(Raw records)
________

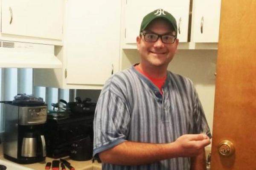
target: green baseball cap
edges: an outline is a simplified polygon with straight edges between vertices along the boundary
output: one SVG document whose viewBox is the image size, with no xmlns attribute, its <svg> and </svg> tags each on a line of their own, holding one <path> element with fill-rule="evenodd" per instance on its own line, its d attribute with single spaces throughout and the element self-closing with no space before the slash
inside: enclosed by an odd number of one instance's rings
<svg viewBox="0 0 256 170">
<path fill-rule="evenodd" d="M 175 18 L 171 14 L 163 9 L 158 9 L 148 14 L 141 22 L 140 33 L 144 30 L 149 24 L 156 18 L 162 18 L 166 19 L 171 24 L 176 32 L 177 32 L 177 24 Z"/>
</svg>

________

Exercise: Scale the entries: write out all their lines again, requests included, without the pictures, and multiply every viewBox value and path coordinate in the answers by 2, rounding to whole numbers with halves going up.

Answer for the task:
target: green baseball cap
edges: an outline is a simplified polygon with straight edges between vertices along the boundary
output: one SVG document whose viewBox is the image size, with no xmlns attribute, its <svg> and </svg> tags each on a line of their own, holding one <path> element with fill-rule="evenodd" per instance on its own line, its d attribute with single spaces throughout and the element self-closing with no space before the slash
inside: enclosed by an odd number of one instance's rings
<svg viewBox="0 0 512 340">
<path fill-rule="evenodd" d="M 350 36 L 342 28 L 326 18 L 316 18 L 296 28 L 282 44 L 280 66 L 288 60 L 298 48 L 312 36 L 324 36 L 332 38 L 342 48 L 352 64 L 354 64 L 354 48 Z"/>
</svg>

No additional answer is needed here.